ACTIONS TO TAKE:
**1.** Which substances does the hydrocarbon passage say the aromatic hydrocarbons include? List every one.
**2.** Could you resume the hydrocarbon passage, picking up after its final sentence about resins and asphaltenes in crude oil?

SOURCE EXTRACT:
--- begin ---

The aromatic hydrocarbons are unsaturated hydrocarbons which have one or more planar six-carbon rings called benzene rings, to which hydrogen atoms are attached with the formula CnHn. They tend to burn with a sooty flame, and many have a sweet aroma. The aromatic hydrocarbons include benzene (C6H6) and derivatives of benzene, as well as polyaromatic hydrocarbons.
Resins are the most polar and aromatic species present in the deasphalted oil and, it has been suggested, contribute to the enhanced solubility of asphaltenes in crude oil by solvating the polar and aromatic portions of the asphaltenic molecules and aggregates.

--- end ---

Extracted data entries
--- begin ---

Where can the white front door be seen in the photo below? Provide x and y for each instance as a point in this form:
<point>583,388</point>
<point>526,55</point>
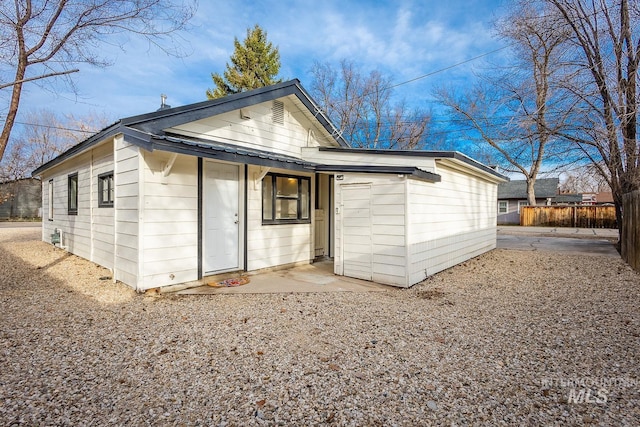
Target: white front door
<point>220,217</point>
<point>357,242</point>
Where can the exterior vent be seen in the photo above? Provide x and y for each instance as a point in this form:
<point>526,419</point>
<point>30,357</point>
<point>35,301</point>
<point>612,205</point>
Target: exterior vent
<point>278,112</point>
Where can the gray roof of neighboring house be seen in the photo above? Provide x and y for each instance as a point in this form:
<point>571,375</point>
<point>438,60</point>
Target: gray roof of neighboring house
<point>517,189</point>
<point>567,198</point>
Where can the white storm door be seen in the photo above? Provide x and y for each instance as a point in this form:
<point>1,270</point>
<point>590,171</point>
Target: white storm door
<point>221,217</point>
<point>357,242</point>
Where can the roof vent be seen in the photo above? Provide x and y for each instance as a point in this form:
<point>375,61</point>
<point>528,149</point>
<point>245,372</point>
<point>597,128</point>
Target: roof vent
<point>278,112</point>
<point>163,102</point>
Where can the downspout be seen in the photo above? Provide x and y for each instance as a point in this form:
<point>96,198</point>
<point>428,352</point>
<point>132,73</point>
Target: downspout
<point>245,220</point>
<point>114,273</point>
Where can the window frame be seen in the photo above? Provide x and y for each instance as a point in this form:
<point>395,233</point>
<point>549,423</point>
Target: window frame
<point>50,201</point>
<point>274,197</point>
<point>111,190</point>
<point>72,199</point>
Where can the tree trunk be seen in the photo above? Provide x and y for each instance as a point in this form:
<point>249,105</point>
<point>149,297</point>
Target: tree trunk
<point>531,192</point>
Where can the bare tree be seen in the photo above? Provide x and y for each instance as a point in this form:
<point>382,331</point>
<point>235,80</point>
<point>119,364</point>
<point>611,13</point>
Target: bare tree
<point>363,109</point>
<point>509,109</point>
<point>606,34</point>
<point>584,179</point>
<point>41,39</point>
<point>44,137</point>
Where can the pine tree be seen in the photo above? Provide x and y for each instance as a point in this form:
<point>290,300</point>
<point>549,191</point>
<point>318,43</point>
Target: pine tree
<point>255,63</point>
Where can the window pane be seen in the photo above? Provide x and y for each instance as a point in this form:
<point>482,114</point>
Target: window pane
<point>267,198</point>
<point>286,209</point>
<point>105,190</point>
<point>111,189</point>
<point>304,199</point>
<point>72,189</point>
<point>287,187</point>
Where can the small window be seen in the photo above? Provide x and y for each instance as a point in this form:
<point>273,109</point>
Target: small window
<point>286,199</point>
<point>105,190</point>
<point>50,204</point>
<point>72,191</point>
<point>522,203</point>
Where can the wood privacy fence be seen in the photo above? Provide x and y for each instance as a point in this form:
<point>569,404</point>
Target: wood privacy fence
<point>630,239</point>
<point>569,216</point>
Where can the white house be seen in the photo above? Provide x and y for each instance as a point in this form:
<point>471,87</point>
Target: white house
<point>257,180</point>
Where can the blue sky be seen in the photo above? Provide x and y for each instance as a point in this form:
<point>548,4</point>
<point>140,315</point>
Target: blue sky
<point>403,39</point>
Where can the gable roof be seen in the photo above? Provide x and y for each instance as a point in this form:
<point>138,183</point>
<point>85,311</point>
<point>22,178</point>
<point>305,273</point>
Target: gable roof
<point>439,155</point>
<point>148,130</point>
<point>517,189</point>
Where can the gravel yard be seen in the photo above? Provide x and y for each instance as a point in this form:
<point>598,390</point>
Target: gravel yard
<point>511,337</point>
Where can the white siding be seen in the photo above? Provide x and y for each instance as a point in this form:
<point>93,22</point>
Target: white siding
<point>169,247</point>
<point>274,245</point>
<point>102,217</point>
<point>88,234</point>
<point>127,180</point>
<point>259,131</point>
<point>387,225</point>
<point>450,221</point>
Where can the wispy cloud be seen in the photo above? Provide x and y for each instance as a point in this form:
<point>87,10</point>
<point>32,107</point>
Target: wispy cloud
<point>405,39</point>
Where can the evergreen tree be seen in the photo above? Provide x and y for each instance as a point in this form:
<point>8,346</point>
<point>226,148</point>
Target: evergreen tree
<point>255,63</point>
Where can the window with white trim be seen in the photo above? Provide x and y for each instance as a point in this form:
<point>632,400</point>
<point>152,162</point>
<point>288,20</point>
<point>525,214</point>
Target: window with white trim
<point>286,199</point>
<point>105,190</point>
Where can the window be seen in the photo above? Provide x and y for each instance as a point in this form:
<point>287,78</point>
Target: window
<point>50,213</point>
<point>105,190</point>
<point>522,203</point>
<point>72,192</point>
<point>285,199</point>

--- end ---

RESPONSES FOR EACH TASK:
**1.** Benzene (C6H6), derivatives of benzene, and polyaromatic hydrocarbons.

**2.**
Asphaltenes are insoluble in n-alkanes (such as n-pentane or n-heptane) and soluble in toluene. The C:H ratio is approximately 1:1.2, depending on the asphaltene source. Unlike most hydrocarbon constituents, asphaltenes typically contain a few percent of other atoms (called heteroatoms), such as sulfur, nitrogen, oxygen, vanadium, and nickel. Heavy oils and tar sands contain much higher proportions of asphaltenes than do medium-API oils or light oils. Condensates are virtually devoid of asphaltenes. As far as asphaltene structure is concerned, experts agree that some of the carbon and hydrogen atoms are bound in ring-like, aromatic groups, which also contain the heteroatoms Alkane chains and cyclic alkanes contain the rest of the carbon and hydrogen atoms and are linked to the ring groups. Within this framework, asphaltenes exhibit a range of molecular weight and composition. Asphaltenes have been shown to have a distribution of molecular weight in the range of 300 to 1400 g/mol with an average of about 750 g/mol. This is compatible with a molecule contained seven or eight fused aromatic rings, and the range accommodates molecules with four to ten rings. It is also known that asphaltene molecules aggregate to form nanoaggregates and clusters.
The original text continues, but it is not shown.